Record excerpts below:

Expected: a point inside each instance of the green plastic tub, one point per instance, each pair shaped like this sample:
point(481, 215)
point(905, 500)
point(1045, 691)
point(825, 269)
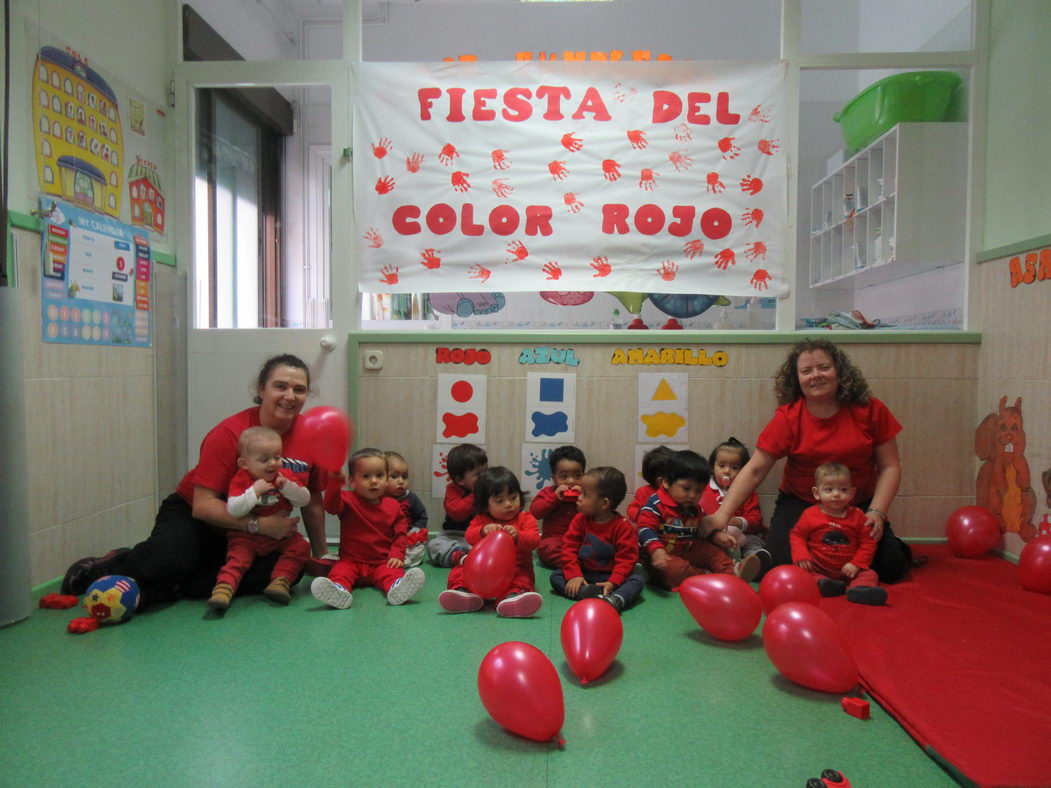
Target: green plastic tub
point(915, 97)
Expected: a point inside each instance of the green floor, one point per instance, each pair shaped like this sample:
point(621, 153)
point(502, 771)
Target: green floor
point(387, 696)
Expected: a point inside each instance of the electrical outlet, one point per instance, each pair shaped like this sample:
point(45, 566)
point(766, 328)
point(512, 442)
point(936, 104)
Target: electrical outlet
point(373, 359)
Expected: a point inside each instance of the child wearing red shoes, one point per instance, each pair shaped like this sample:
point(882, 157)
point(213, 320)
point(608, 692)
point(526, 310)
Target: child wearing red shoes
point(412, 507)
point(498, 502)
point(261, 486)
point(831, 541)
point(556, 504)
point(372, 536)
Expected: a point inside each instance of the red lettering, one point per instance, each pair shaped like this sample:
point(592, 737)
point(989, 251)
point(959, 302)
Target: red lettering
point(554, 95)
point(615, 219)
point(650, 220)
point(516, 105)
point(481, 112)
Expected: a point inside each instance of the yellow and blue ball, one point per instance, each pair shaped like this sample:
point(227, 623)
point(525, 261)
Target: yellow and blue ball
point(111, 599)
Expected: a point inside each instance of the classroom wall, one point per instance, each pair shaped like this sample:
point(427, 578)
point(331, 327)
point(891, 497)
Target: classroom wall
point(396, 407)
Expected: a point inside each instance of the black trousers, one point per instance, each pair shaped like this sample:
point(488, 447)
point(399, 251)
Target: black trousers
point(182, 556)
point(892, 556)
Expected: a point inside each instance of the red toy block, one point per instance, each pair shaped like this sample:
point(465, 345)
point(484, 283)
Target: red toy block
point(856, 707)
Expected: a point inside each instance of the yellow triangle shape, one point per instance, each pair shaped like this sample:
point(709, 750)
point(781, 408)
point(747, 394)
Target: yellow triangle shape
point(663, 391)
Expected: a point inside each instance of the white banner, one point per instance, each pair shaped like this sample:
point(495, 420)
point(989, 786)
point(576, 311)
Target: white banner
point(664, 178)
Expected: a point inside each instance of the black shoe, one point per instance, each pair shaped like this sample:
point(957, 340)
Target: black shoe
point(867, 595)
point(829, 587)
point(86, 571)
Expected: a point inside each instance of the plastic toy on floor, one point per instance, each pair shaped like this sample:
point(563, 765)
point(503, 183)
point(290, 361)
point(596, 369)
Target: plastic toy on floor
point(109, 600)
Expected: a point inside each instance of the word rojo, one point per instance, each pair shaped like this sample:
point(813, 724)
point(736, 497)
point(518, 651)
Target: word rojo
point(681, 356)
point(549, 355)
point(461, 355)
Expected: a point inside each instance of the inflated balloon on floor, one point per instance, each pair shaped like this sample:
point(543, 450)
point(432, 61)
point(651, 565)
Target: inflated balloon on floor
point(328, 432)
point(1034, 565)
point(489, 568)
point(787, 583)
point(809, 648)
point(972, 531)
point(520, 689)
point(725, 606)
point(592, 634)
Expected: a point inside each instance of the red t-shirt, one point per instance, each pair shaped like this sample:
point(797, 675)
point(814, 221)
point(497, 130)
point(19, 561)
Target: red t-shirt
point(850, 436)
point(218, 461)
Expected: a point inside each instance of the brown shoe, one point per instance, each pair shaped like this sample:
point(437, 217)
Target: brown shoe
point(279, 591)
point(221, 597)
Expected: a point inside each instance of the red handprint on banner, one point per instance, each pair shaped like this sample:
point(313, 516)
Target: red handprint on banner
point(694, 248)
point(724, 258)
point(754, 216)
point(667, 270)
point(414, 162)
point(382, 148)
point(517, 251)
point(501, 188)
point(449, 152)
point(373, 239)
point(750, 185)
point(389, 274)
point(680, 160)
point(459, 181)
point(756, 250)
point(430, 258)
point(728, 148)
point(601, 266)
point(759, 278)
point(571, 143)
point(769, 147)
point(500, 160)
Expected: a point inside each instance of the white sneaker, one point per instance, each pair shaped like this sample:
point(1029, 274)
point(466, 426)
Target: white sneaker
point(405, 587)
point(519, 605)
point(331, 594)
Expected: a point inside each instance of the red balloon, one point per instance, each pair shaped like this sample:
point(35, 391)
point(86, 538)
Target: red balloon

End of Record excerpts.

### What the task requires:
Reproduce exactly the lines from the one with "Expected: a point inside each instance of the red balloon, one" through the last line of the entries, keeping both of those lines and nothing else.

### Answer below:
Expected: a point inside each instance of the red balloon, one point per instance, each pair shaped like this sample:
point(35, 391)
point(86, 538)
Target: red balloon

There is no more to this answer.